Stated problem 1:
Answer these questions from the museum entry on the ovoid bottle:
(a) In what year was the bottle made?
(b) In what year did Marinot visit a small glass studio?
(c) Where did Marinot display the enamel vase in 1913?
Stated problem 2:
Shorten the paragraph beginning "At the beginning of his career" in the museum entry on the ovoid bottle, keeping its main facts.

Ovoid Bottle (Primary Title)
Ovoid Bottle with Stopper (Alternate Title)

Maurice Marinot, French, 1882 - 1960 (Artist)

1926
French
Containers-Vessels
Decorative Arts
Glass
hand blown glass with internal decoration and acid-carving
Overall: 5 1/4 × 5 × 4 5/8 in. (13.34 × 12.7 × 11.75 cm)
99.139a-b
At the beginning of his career, Maurice Marinot was a member of the Fauvres, a group of artists who worked in vivid, bright colors. In 1911 he visited a small glass studio where he became fascinated by molten glass with colors similar to his paintings. He developed into one of the most creative early 20th-century artists working in glass. Marinot’s first pieces were handblown glass vessels covered with one layer of enamel. Later, he decorated his glass vessels with many layers of enamel, each of which had to be separately fired in the kiln. Marinot displayed the enamel vase in this case at the Autumn Salon in Paris in 1913. The handblown bottle with stopper includes internal decoration (achieved by introduction color between layers of glass) and a surface carved away by an acid-etching technique. Because of the complex nature of his artistic process and the destruction of many pieces during World War II, Marinot’s work is rare.

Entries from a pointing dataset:
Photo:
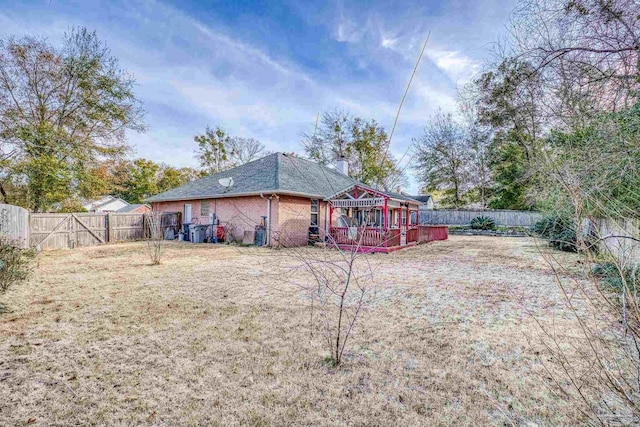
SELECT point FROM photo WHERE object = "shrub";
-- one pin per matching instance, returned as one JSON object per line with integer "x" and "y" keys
{"x": 483, "y": 223}
{"x": 610, "y": 277}
{"x": 155, "y": 237}
{"x": 15, "y": 264}
{"x": 558, "y": 231}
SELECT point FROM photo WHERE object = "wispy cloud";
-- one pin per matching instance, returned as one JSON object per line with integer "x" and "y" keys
{"x": 266, "y": 73}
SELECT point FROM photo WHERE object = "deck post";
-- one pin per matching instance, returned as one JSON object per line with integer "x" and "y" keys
{"x": 330, "y": 216}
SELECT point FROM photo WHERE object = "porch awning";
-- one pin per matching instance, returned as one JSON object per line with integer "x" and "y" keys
{"x": 358, "y": 203}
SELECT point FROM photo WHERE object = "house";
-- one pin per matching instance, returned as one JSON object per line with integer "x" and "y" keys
{"x": 293, "y": 198}
{"x": 135, "y": 208}
{"x": 426, "y": 200}
{"x": 105, "y": 204}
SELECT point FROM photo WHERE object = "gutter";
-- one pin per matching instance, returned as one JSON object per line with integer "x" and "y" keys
{"x": 230, "y": 195}
{"x": 268, "y": 221}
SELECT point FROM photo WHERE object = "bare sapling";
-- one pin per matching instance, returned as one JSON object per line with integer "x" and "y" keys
{"x": 340, "y": 283}
{"x": 599, "y": 368}
{"x": 155, "y": 236}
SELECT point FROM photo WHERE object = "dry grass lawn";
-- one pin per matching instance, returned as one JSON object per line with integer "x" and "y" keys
{"x": 217, "y": 335}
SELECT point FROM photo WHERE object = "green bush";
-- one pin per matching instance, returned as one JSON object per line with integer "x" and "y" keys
{"x": 558, "y": 231}
{"x": 610, "y": 277}
{"x": 483, "y": 223}
{"x": 16, "y": 264}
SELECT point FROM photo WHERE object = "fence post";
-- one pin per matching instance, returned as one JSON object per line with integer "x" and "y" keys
{"x": 109, "y": 228}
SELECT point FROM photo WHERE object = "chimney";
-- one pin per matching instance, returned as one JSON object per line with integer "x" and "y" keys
{"x": 342, "y": 165}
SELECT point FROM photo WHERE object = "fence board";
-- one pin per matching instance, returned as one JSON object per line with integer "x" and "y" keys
{"x": 14, "y": 224}
{"x": 624, "y": 249}
{"x": 508, "y": 218}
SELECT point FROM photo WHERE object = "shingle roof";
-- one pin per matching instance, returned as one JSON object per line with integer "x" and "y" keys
{"x": 130, "y": 208}
{"x": 275, "y": 173}
{"x": 422, "y": 198}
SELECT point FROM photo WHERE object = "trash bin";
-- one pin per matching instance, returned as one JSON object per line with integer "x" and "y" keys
{"x": 259, "y": 236}
{"x": 197, "y": 233}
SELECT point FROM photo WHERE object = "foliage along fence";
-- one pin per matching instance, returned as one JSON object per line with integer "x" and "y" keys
{"x": 70, "y": 230}
{"x": 620, "y": 238}
{"x": 507, "y": 218}
{"x": 14, "y": 224}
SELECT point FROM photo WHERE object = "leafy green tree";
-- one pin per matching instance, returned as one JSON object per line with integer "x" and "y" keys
{"x": 213, "y": 150}
{"x": 508, "y": 102}
{"x": 170, "y": 177}
{"x": 62, "y": 111}
{"x": 443, "y": 158}
{"x": 142, "y": 182}
{"x": 507, "y": 161}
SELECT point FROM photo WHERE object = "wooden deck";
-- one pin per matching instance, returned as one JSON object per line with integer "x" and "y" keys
{"x": 369, "y": 239}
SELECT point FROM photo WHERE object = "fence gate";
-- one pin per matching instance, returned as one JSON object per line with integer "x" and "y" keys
{"x": 55, "y": 231}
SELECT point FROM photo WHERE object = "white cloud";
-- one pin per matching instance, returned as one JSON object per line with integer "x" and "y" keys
{"x": 458, "y": 67}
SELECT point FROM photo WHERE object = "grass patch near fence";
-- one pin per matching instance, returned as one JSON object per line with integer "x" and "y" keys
{"x": 216, "y": 335}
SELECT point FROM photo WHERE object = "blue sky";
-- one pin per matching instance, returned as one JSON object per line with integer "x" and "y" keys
{"x": 265, "y": 70}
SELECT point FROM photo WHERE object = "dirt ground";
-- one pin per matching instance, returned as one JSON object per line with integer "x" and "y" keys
{"x": 217, "y": 335}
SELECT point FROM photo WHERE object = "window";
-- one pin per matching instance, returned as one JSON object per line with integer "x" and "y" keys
{"x": 315, "y": 209}
{"x": 204, "y": 208}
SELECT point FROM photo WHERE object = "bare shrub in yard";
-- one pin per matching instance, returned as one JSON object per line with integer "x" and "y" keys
{"x": 16, "y": 265}
{"x": 599, "y": 368}
{"x": 155, "y": 236}
{"x": 340, "y": 285}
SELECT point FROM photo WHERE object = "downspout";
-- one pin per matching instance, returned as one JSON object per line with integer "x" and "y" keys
{"x": 268, "y": 224}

Response 1:
(a) 1926
(b) 1911
(c) At the Autumn Salon in Paris

Response 2:
Maurice Marinot started out in a group of artists who worked in vivid, bright colors. In 1911, at a small glass studio, molten glass with colors like those of his paintings fascinated him. He became one of the most creative early 20th-century glass artists. His first handblown vessels had one layer of enamel. Later ones had many layers, each fired separately in the kiln. He showed the enamel vase in this case at the 1913 Autumn Salon in Paris. The handblown bottle with stopper has internal decoration, made by putting color between layers of glass, and an acid-carved surface. His work is rare because his process was complex and many pieces were destroyed in World War II.